About this task >> Could you quote verbatim the stretch of the records from their start through the line containing "positive clicks: (1291, 700)"?

=== Data excerpts ===

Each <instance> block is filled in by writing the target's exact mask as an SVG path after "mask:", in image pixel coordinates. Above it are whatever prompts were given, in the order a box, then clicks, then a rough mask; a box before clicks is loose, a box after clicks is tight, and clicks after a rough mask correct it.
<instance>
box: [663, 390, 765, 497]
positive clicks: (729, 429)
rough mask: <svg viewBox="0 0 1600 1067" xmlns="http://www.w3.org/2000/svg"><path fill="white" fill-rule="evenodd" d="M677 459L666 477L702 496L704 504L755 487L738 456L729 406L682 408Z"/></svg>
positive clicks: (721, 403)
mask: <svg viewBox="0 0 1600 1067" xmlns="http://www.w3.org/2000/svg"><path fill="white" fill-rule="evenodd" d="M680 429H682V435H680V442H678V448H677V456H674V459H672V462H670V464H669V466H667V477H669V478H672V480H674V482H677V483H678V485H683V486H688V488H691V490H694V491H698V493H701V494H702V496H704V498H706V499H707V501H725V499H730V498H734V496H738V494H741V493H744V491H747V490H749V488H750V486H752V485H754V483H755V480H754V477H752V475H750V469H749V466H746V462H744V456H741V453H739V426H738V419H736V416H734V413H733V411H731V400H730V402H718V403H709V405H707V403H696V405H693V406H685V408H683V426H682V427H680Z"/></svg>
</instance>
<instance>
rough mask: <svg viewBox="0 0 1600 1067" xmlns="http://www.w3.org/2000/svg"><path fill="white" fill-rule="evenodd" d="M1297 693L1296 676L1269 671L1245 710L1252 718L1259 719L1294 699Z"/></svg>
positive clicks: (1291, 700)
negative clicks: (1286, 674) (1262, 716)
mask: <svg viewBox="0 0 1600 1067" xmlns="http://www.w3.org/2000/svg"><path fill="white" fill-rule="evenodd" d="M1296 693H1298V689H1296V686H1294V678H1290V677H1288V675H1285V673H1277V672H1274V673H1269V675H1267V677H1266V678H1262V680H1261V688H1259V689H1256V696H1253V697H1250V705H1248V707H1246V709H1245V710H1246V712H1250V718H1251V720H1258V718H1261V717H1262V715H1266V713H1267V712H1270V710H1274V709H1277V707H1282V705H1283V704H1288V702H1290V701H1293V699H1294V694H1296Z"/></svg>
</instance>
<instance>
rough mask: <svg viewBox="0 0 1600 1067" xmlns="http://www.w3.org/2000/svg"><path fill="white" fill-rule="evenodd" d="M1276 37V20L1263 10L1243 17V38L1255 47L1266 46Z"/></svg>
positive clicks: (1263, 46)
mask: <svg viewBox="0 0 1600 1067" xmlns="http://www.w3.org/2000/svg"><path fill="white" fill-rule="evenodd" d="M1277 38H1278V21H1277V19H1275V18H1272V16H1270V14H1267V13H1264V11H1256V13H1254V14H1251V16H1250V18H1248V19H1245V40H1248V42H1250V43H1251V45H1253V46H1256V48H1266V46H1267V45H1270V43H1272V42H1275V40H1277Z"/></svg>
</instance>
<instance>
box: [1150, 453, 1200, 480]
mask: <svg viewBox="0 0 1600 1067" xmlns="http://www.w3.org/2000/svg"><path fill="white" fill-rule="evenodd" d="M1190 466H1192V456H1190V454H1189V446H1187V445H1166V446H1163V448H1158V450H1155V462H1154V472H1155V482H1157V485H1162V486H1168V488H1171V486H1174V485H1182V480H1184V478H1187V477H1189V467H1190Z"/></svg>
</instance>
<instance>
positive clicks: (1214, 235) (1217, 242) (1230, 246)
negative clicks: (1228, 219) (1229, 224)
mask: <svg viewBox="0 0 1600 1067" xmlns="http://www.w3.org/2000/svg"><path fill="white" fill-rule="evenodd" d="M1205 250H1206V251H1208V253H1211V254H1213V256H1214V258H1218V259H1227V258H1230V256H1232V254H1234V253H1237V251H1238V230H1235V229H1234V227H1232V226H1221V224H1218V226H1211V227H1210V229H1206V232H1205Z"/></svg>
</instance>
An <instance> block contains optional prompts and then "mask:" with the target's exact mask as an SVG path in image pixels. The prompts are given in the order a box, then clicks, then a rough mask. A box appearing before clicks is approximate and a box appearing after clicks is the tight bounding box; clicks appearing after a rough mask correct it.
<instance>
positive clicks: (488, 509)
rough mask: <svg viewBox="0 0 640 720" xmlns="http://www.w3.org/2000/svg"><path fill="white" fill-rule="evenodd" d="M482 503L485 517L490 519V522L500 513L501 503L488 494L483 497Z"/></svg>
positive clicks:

===

Answer section >>
Each <instance> block is filled in by writing the target's exact mask as an SVG path after "mask:", in image pixel coordinates. Above it are whatever prompts were given, in the order a box, then clicks, then a rough mask; a box before clicks is loose, a box after clicks is tight, and clicks after a rough mask correct it.
<instance>
box: [663, 390, 765, 497]
positive clicks: (729, 429)
rough mask: <svg viewBox="0 0 1600 1067" xmlns="http://www.w3.org/2000/svg"><path fill="white" fill-rule="evenodd" d="M677 459L666 477L702 496L704 504L755 487L738 456L729 406L682 408Z"/></svg>
positive clicks: (721, 403)
mask: <svg viewBox="0 0 1600 1067" xmlns="http://www.w3.org/2000/svg"><path fill="white" fill-rule="evenodd" d="M680 429H682V435H680V442H678V448H677V456H674V459H672V462H670V464H669V466H667V477H669V478H672V480H674V482H677V483H678V485H683V486H688V488H691V490H694V491H698V493H701V494H702V496H704V498H706V499H707V501H725V499H730V498H734V496H738V494H741V493H744V491H747V490H749V488H750V486H752V485H754V483H755V480H754V477H752V475H750V469H749V466H746V462H744V456H741V453H739V426H738V419H736V416H734V413H733V411H731V400H730V402H718V403H709V405H707V403H696V405H693V406H685V408H683V426H682V427H680Z"/></svg>
</instance>
<instance>
rough mask: <svg viewBox="0 0 1600 1067" xmlns="http://www.w3.org/2000/svg"><path fill="white" fill-rule="evenodd" d="M1297 693L1296 676L1269 671L1245 710L1252 718L1259 719L1294 699Z"/></svg>
positive clicks: (1291, 700)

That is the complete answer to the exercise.